- _Task goal_: Rewrite the data below, replacing every "mulch bed" with "flower bed" and keeping everything else the same.

Excerpts from point labeling data:
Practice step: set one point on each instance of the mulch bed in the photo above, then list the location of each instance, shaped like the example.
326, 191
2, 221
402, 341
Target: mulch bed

- _Result for this task_:
Practice step: set one point on each instance of the flower bed in the photo above, then list the location of each instance, shaped like the example.
326, 191
2, 221
402, 341
Target: flower bed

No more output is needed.